#### [TEXTE SOURCE]
* * * * * * *

Excalibur est l'épée du roi Arthur dans l'œuvre emblématique de Sir Thomas Malory Le Morte D'Arthur publiée en 1485. L'épée fut initialement introduite dans Histoire des rois de Bretagne de Geoffroy de Monmouth (1136) sous le nom de Caliburnus et développée par des écrivains ultérieurs avant que Malory ne l'immortalise dans son œuvre. L'épée, dès sa première apparition, est une arme puissante entre les mains d'un guerrier habile et conserve cette réputation dans chaque histoire qui la met en scène.
Comme pour beaucoup d'autres épées magiques ou puissantes de légende ou de mythologie, elle est associée à un seul héros et ne devrait pas être autorisée à tomber entre les mains d'un ennemi en raison de sa puissance inhérente. Dans le cas d'Excalibur, quand Arthur meurt de ses blessures à la suite de sa bataille avec Mordred, elle doit être renvoyée à sa source, la Dame du Lac, plutôt que d'être confiée à n'importe quel chevalier, peu importe sa noblesse, qui pourrait succéder à Arthur en tant que roi.
Toutefois, cette règle n'est pas toujours vraie dans toutes les versions de la légende. Dans son poème Conte du Graal, le poète provençal Chrétien de Troyes (c. 1130 - c. 1190) fait d'Excalibur (appelé Escalibor) l'arme du chevalier Gauvain. Dans le cycle Vulgate (1215-1235) et le cycle post-vulgate (c. 1240-1250), Arthur donne Excalibur à Gauvain qui la prête ensuite à Lancelot afin qu'il puisse défendre Guenièvre. Gauvain retourne ensuite l'épée à Arthur pour sa dernière bataille avec Mordred et, par la suite, elle doit être rendue à la Dame du Lac.
Les épées dans la mythologie
Le concept d'«épée de pouvoir» n'est pas né de la légende arthurienne. La mythologie grecque mentionne un certain nombre d'épées magiques et, surtout, la harpè utilisée par le titan Cronos pour renverser son père Uranus. L'épée de Jules César, la Crocea Mors était censée avoir des pouvoirs surnaturels, tout comme l'épée de Mars maniée par Attila le Hun. Les épées de Gianjiang et Moye de la Période des Printemps et Automnes chinois (ou période Chunqiu) sont également censées avoir été imprégnées d'une grande puissance par leurs créateurs.

* * * * * * *

#### [LISTE DES ENTRÉES]
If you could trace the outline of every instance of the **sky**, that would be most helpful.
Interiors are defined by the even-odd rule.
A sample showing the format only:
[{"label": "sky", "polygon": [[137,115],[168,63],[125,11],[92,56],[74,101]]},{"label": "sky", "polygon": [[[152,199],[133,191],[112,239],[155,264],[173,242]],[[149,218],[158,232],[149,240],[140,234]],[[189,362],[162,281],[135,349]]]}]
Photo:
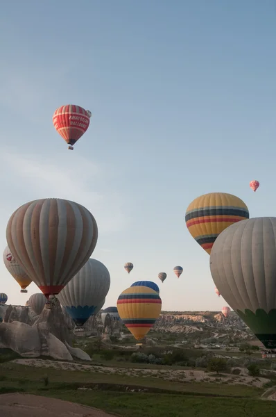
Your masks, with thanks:
[{"label": "sky", "polygon": [[[145,279],[159,286],[164,310],[227,305],[185,211],[218,191],[241,198],[250,217],[276,215],[274,0],[10,0],[1,8],[0,248],[19,206],[68,199],[98,223],[92,257],[110,272],[105,307]],[[52,123],[65,104],[92,113],[74,152]],[[38,292],[19,290],[1,262],[8,304]]]}]

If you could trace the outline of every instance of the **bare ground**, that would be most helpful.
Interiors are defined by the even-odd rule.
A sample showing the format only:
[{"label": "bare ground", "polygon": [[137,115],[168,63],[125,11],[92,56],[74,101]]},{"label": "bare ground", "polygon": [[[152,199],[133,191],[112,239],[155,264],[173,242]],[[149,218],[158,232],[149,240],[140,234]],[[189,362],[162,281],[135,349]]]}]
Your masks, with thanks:
[{"label": "bare ground", "polygon": [[[126,375],[129,377],[139,377],[144,378],[157,378],[171,382],[194,381],[198,382],[217,382],[221,383],[221,378],[217,377],[214,373],[205,373],[203,370],[188,370],[181,369],[149,369],[149,368],[124,368],[97,365],[85,365],[74,362],[62,362],[49,359],[19,359],[11,361],[20,365],[37,366],[38,368],[50,368],[52,369],[62,369],[64,370],[86,370],[105,374],[114,374]],[[234,375],[223,374],[223,381],[229,384],[248,385],[261,388],[265,384],[269,382],[268,378],[246,376],[245,375]]]},{"label": "bare ground", "polygon": [[30,394],[0,395],[1,417],[114,417],[98,409]]}]

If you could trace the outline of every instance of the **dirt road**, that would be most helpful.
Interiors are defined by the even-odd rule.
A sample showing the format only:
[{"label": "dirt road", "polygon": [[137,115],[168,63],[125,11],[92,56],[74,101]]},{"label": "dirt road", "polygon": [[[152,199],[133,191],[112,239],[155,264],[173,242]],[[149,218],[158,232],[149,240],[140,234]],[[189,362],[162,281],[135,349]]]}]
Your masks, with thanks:
[{"label": "dirt road", "polygon": [[1,417],[114,417],[69,401],[28,394],[0,395]]}]

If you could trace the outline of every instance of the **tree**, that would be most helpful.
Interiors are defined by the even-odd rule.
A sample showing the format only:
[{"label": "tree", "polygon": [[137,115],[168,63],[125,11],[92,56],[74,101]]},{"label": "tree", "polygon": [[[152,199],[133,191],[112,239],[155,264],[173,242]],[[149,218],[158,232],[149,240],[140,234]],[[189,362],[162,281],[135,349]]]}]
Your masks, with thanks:
[{"label": "tree", "polygon": [[227,370],[227,363],[223,358],[212,358],[208,361],[207,369],[208,370],[216,372],[218,375],[220,372]]},{"label": "tree", "polygon": [[248,365],[248,370],[250,377],[259,377],[260,375],[260,370],[257,363],[250,363]]},{"label": "tree", "polygon": [[252,345],[251,346],[251,349],[252,349],[252,350],[255,351],[255,352],[258,352],[260,350],[259,346],[257,346],[257,345]]}]

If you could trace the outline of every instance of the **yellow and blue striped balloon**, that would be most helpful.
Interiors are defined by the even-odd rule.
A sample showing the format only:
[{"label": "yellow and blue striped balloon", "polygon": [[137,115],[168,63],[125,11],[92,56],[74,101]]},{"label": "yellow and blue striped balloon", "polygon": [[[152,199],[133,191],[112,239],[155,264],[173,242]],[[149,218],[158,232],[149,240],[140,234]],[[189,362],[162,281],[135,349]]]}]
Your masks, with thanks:
[{"label": "yellow and blue striped balloon", "polygon": [[209,254],[218,236],[233,223],[249,219],[246,204],[226,193],[210,193],[196,198],[186,211],[188,230]]},{"label": "yellow and blue striped balloon", "polygon": [[132,286],[119,295],[118,313],[136,340],[144,338],[158,318],[162,300],[156,291],[146,286]]}]

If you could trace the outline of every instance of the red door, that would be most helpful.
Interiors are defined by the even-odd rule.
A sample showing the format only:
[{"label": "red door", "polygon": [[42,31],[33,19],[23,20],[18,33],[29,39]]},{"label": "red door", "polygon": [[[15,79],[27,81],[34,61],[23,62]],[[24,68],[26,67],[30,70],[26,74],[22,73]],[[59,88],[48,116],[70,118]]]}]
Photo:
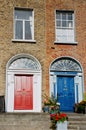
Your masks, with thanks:
[{"label": "red door", "polygon": [[33,75],[15,75],[14,109],[33,109]]}]

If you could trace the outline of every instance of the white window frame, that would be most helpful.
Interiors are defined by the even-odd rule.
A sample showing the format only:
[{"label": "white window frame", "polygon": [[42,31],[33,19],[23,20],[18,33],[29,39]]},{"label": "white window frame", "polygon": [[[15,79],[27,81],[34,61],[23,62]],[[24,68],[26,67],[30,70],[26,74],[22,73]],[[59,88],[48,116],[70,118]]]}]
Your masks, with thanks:
[{"label": "white window frame", "polygon": [[[61,27],[57,27],[57,19],[56,19],[56,15],[57,15],[57,12],[59,12],[60,14],[61,14],[61,19],[59,19],[60,21],[61,21]],[[73,19],[72,20],[70,20],[70,21],[72,21],[73,22],[73,27],[62,27],[62,13],[66,13],[67,15],[68,15],[68,13],[72,13],[72,17],[73,17]],[[66,44],[77,44],[77,42],[75,41],[75,18],[74,18],[75,16],[74,16],[74,11],[58,11],[58,10],[56,10],[55,11],[55,34],[56,34],[56,40],[55,40],[55,43],[66,43]],[[67,20],[65,20],[65,21],[67,21]],[[63,29],[72,29],[73,30],[73,40],[63,40],[63,39],[61,39],[61,40],[58,40],[58,35],[57,35],[57,31],[58,31],[58,29],[59,30],[63,30]],[[67,31],[67,30],[66,30]],[[68,32],[67,32],[68,33]],[[69,36],[69,34],[67,34],[66,35],[67,37],[66,38],[68,38],[68,36]]]},{"label": "white window frame", "polygon": [[[16,10],[26,10],[26,11],[32,11],[32,18],[30,20],[25,20],[25,19],[15,19],[15,11]],[[16,21],[22,21],[23,22],[23,38],[22,39],[17,39],[15,38],[15,22]],[[25,39],[25,22],[26,21],[30,21],[31,22],[31,26],[32,26],[32,39]],[[33,9],[23,9],[23,8],[15,8],[14,9],[14,38],[12,39],[12,41],[18,41],[18,42],[36,42],[34,40],[34,11]]]}]

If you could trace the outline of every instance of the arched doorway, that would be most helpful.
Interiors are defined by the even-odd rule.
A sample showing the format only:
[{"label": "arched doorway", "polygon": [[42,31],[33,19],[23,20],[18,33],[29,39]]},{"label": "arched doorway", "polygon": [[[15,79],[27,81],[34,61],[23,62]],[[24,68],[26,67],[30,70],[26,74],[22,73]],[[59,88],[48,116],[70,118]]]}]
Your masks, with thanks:
[{"label": "arched doorway", "polygon": [[73,111],[83,99],[81,65],[73,58],[61,57],[50,66],[50,93],[57,97],[61,111]]},{"label": "arched doorway", "polygon": [[6,78],[7,112],[41,112],[41,65],[36,58],[26,54],[12,57]]}]

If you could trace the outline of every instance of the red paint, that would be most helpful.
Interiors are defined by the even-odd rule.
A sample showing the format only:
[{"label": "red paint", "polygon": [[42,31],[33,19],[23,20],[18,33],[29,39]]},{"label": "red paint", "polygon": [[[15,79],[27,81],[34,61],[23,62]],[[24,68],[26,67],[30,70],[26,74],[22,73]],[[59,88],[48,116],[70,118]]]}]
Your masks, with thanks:
[{"label": "red paint", "polygon": [[33,75],[15,75],[14,109],[33,109]]}]

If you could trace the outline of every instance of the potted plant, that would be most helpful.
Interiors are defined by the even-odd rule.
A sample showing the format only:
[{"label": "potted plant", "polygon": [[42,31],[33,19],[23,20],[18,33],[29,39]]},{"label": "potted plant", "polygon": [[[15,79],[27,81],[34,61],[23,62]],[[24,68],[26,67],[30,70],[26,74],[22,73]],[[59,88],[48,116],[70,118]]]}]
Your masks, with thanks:
[{"label": "potted plant", "polygon": [[67,121],[68,117],[67,114],[65,113],[55,113],[55,114],[50,114],[50,119],[51,119],[51,129],[53,130],[67,130]]},{"label": "potted plant", "polygon": [[86,101],[82,100],[81,102],[76,103],[74,108],[75,108],[75,112],[85,114],[86,113]]},{"label": "potted plant", "polygon": [[44,95],[44,101],[43,101],[44,112],[55,113],[59,111],[59,109],[60,104],[57,103],[57,98],[55,98],[53,95],[51,97]]}]

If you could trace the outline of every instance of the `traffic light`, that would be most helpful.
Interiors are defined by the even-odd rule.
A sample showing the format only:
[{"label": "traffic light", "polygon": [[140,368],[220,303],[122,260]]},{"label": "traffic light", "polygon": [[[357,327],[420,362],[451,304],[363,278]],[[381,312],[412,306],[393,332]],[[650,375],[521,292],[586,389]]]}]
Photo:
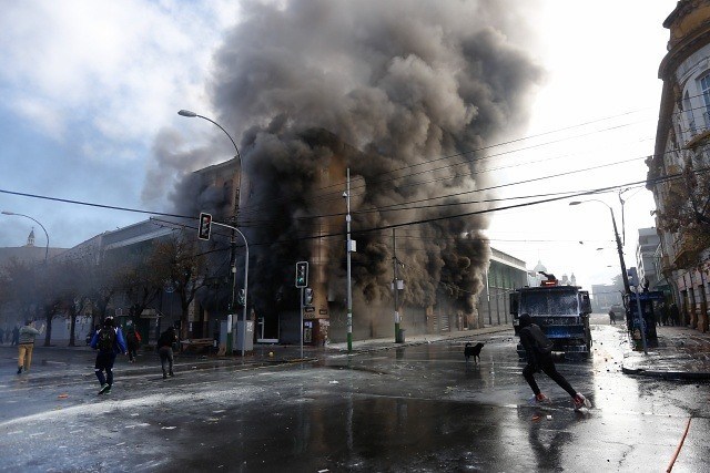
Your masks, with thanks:
[{"label": "traffic light", "polygon": [[296,263],[296,287],[308,286],[308,261]]},{"label": "traffic light", "polygon": [[201,213],[200,214],[200,227],[197,228],[197,238],[210,239],[210,230],[212,227],[212,215]]},{"label": "traffic light", "polygon": [[636,268],[629,268],[626,270],[626,274],[629,278],[629,286],[637,287],[639,285],[639,274]]},{"label": "traffic light", "polygon": [[313,302],[313,289],[307,287],[303,290],[303,305],[310,306],[311,302]]}]

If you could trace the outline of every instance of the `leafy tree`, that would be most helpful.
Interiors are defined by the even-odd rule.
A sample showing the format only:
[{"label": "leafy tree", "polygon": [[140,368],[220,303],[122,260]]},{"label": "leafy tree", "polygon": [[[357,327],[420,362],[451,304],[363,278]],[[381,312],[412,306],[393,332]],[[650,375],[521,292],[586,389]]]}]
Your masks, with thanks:
[{"label": "leafy tree", "polygon": [[187,336],[190,305],[207,282],[206,257],[200,253],[197,240],[184,233],[174,233],[155,241],[151,267],[163,281],[171,281],[180,297],[181,337]]},{"label": "leafy tree", "polygon": [[700,253],[710,247],[708,171],[698,158],[686,158],[681,176],[670,182],[663,209],[657,213],[659,229],[682,235],[684,264],[699,261]]}]

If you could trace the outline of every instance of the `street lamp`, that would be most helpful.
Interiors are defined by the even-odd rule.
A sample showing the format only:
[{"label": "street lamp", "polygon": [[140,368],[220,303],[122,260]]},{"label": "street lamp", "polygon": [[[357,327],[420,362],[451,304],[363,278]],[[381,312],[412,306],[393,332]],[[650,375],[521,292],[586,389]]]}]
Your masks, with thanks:
[{"label": "street lamp", "polygon": [[[617,219],[613,217],[613,209],[604,200],[599,200],[597,198],[590,198],[587,200],[574,200],[570,202],[569,205],[579,205],[579,204],[584,204],[586,202],[598,202],[600,204],[604,204],[608,209],[609,213],[611,214],[611,224],[613,225],[613,236],[617,240],[617,251],[619,253],[619,265],[621,266],[621,279],[623,280],[623,289],[626,290],[626,294],[630,295],[631,294],[631,288],[629,287],[629,275],[626,271],[626,264],[623,263],[623,250],[621,248],[621,238],[619,238],[619,230],[617,229]],[[646,327],[643,323],[643,315],[641,313],[641,301],[640,301],[640,296],[637,294],[636,295],[636,305],[637,305],[637,310],[638,310],[638,317],[639,317],[639,321],[640,321],[640,327],[641,327],[641,338],[643,341],[643,352],[647,352],[647,345],[646,345]]]},{"label": "street lamp", "polygon": [[[237,177],[237,183],[236,183],[236,209],[234,212],[234,227],[236,227],[237,224],[237,218],[240,215],[240,207],[241,207],[241,200],[242,200],[242,171],[244,169],[244,166],[242,165],[242,155],[240,154],[240,148],[236,147],[236,143],[234,142],[234,140],[232,138],[232,135],[230,135],[227,133],[226,130],[224,130],[222,127],[222,125],[220,125],[217,122],[215,122],[212,119],[209,119],[204,115],[200,115],[195,112],[192,112],[190,110],[181,110],[180,112],[178,112],[178,114],[180,116],[186,116],[187,119],[194,119],[194,117],[199,117],[199,119],[203,119],[206,120],[207,122],[212,123],[213,125],[217,126],[220,130],[222,130],[224,132],[224,134],[226,135],[226,137],[230,138],[230,141],[232,142],[232,145],[234,146],[234,151],[236,152],[236,158],[240,162],[240,175]],[[244,238],[244,235],[236,228],[234,227],[230,227],[232,228],[232,239],[231,239],[231,247],[232,247],[232,254],[230,255],[230,263],[232,264],[232,298],[231,298],[231,302],[230,302],[230,308],[231,310],[234,310],[234,298],[235,298],[235,292],[236,292],[236,261],[235,261],[235,255],[234,255],[234,246],[236,245],[236,236],[235,233],[239,233],[242,238]],[[244,238],[244,244],[246,245],[246,238]],[[247,278],[248,278],[248,245],[246,245],[246,256],[245,256],[245,260],[244,260],[244,266],[246,267],[244,270],[244,308],[243,308],[243,321],[244,321],[244,329],[242,330],[242,357],[244,356],[244,347],[246,345],[246,284],[247,284]],[[230,348],[231,349],[231,348]]]},{"label": "street lamp", "polygon": [[596,198],[590,198],[587,200],[575,200],[575,202],[570,202],[569,205],[579,205],[586,202],[598,202],[600,204],[604,204],[609,209],[609,213],[611,214],[611,224],[613,225],[613,236],[617,240],[617,251],[619,253],[619,265],[621,266],[621,279],[623,280],[623,289],[628,294],[631,291],[631,288],[629,287],[629,279],[626,273],[626,264],[623,263],[623,249],[621,248],[621,239],[619,238],[619,232],[617,230],[617,219],[613,217],[613,209],[609,205],[607,205],[604,200],[599,200]]},{"label": "street lamp", "polygon": [[49,256],[49,234],[47,233],[47,228],[44,228],[44,225],[40,224],[34,218],[30,217],[29,215],[24,215],[24,214],[16,214],[14,212],[2,210],[2,215],[17,215],[19,217],[26,217],[26,218],[29,218],[30,220],[34,222],[40,227],[42,227],[42,229],[44,230],[44,236],[47,237],[47,246],[44,247],[44,264],[47,265],[47,257]]},{"label": "street lamp", "polygon": [[234,140],[232,138],[232,136],[226,132],[226,130],[224,130],[222,127],[222,125],[220,125],[217,122],[215,122],[212,119],[207,119],[206,116],[203,115],[199,115],[195,112],[192,112],[190,110],[181,110],[180,112],[178,112],[179,115],[181,116],[186,116],[189,119],[194,119],[194,117],[199,117],[199,119],[203,119],[206,120],[207,122],[214,124],[215,126],[217,126],[220,130],[222,130],[224,132],[224,134],[226,135],[226,137],[230,138],[230,141],[232,142],[232,145],[234,146],[234,151],[236,152],[236,158],[240,162],[240,175],[237,177],[237,183],[236,183],[236,213],[234,215],[234,224],[236,224],[236,218],[240,214],[240,206],[242,204],[242,155],[240,154],[240,148],[236,147],[236,143],[234,143]]}]

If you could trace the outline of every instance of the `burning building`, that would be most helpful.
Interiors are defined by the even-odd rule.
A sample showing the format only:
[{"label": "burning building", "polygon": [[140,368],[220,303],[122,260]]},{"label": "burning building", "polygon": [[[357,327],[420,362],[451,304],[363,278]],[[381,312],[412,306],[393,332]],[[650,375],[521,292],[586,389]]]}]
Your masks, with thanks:
[{"label": "burning building", "polygon": [[[265,319],[265,337],[298,337],[298,260],[312,268],[307,317],[318,320],[316,341],[344,337],[346,168],[357,241],[354,337],[392,335],[393,261],[405,281],[405,328],[426,331],[444,311],[476,326],[490,257],[481,235],[491,197],[485,148],[526,123],[541,75],[517,45],[525,41],[516,38],[525,32],[525,8],[245,4],[214,56],[209,91],[220,123],[239,124],[232,128],[244,165],[237,223],[253,255],[248,297]],[[222,218],[231,215],[233,184],[183,182],[179,189],[182,213],[209,212],[195,203],[217,197]]]}]

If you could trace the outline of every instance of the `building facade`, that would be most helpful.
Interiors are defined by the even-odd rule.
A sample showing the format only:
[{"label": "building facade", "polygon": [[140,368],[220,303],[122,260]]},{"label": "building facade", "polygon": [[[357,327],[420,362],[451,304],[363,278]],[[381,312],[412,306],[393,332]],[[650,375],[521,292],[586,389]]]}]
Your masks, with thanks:
[{"label": "building facade", "polygon": [[655,264],[655,255],[661,244],[661,238],[656,227],[639,228],[639,239],[636,245],[636,267],[639,282],[649,290],[658,289],[658,273]]},{"label": "building facade", "polygon": [[[708,330],[710,294],[710,1],[681,0],[659,68],[663,81],[647,187],[656,200],[659,282],[671,288],[686,325]],[[648,266],[645,266],[648,267]]]}]

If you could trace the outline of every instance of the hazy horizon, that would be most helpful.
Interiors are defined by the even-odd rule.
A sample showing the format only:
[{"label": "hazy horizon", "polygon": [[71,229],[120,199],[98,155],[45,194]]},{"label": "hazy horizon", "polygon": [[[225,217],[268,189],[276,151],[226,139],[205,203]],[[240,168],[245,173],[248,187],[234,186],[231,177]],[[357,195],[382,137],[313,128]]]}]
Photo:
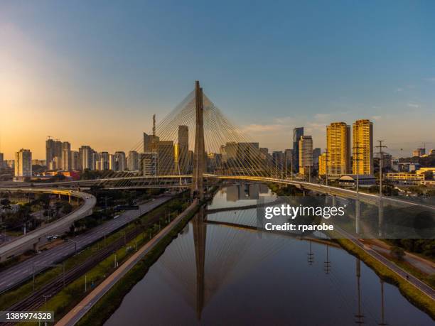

* * * * * * *

#### [TÂCHES À RÉALISER]
A) Les affirmations suivantes concordent-elles avec le texte sur Excalibur ? Répondez par oui ou par non et citez les mots du texte qui tranchent. (i) L'épée apparaît d'abord chez Geoffroy de Monmouth sous le nom de Caliburnus. (ii) Dans le Conte du Graal, Excalibur est l'arme de Lancelot. (iii) Cronos s'est servi de la harpè pour renverser son père Uranus.
B) Poursuivez le texte sur Excalibur après sa dernière phrase.

#### [RÉSULTATS]
A)
(i) Oui : « L'épée fut initialement introduite dans Histoire des rois de Bretagne de Geoffroy de Monmouth (1136) sous le nom de Caliburnus ».
(ii) Non : « fait d'Excalibur (appelé Escalibor) l'arme du chevalier Gauvain ».
(iii) Oui : « la harpè utilisée par le titan Cronos pour renverser son père Uranus ».

B)
Dans le Livre biblique de la Genèse, après la chute de l'homme, Dieu met ses chérubins pour monter la garde à l'est du jardin d'Eden avec une épée enflammée «qui tournait dans tous les sens» pour empêcher Adam et Ève de revenir. Le dieu shinto de la tempête Susanoo trouve une épée magique dans la queue d'un dragon, qui finit par faire partie des régalia impériales japonaises. La mythologie nordique utilise fréquemment des épées magiques, comme Gram, l'arme de Sigmund et son fils Sigurd et les Celtes inventèrent un certain nombre d'épées magiques dans leurs contes, dont le Claiomh Solais (kleeve sollish), l'épée de lumière qui triomphe de l'obscurité. Le héros espagnol El Cid du XIe siècle aurait eu deux épées magiques et le défenseur de la France du VIIIe siècle Roland brandissait sa célèbre Durandal et tomba avec elle en défendant le col de Roncevaux dans l'épique Chanson de Roland.
Bien qu'il existe ces précédents en épées magiques ou surnaturellement puissantes, Excalibur est sans doute la plus célèbre. Elle est souvent associée à un autre motif arthurien, l'épée dans la pierre, mais il s'agit en fait de deux épées différentes. Dans certaines versions de la légende, l'épée dans la pierre est brisée lors de la première bataille d'Arthur et est remplacée par Excalibur tandis que, dans d'autres, l'épée dans la pierre corrobore le droit d'Arthur de gouverner (car il est le seul capable de retirer la lame du rocher) en tant que fils et successeur d'Uther Pendragon tandis qu'Excalibur sert de symbole de son pouvoir royal.
Nom célèbre et origine
Le nom Excalibur peut provenir de l'œuvre Culhwch et Olwen des Mabinogion, une collection de légendes galloises, si l'on accepte une date de composition vers 1100 environ. Les Mabinogion n'existent cependant que dans des manuscrits datant des XIIIe et XIVe siècles, et certains experts les datent vers 1200 après JC. Dans ce conte, l'épée d'Arthur est appelée Caledfwlch, qui provient du latin chalybs («acier» ou «fer») et signifie «fente dure». Caledfwlch, en tant que nom d'épée de pouvoir, vient probablement de la mythologique irlandaise Caladbolg (qui signifie «vorace») portée par le roi Fergus mac Roich dans le cycle Ulster de la mythologie irlandaise.
Geoffroy de Monmouth appella l'épée d'Arthur Caliburnus en latin médiéval, qui est une utilisation plus directe du chalybs latin, mais désigne une lame particulièrement dure ou efficace. Essentiellement, au moment où Geoffroy écrivait, le nom de la lame d'Arthur serait comprise comme «épée célèbre» ou «grande épée» en raison des associations antérieures de chalybs avec des armes mythologiques.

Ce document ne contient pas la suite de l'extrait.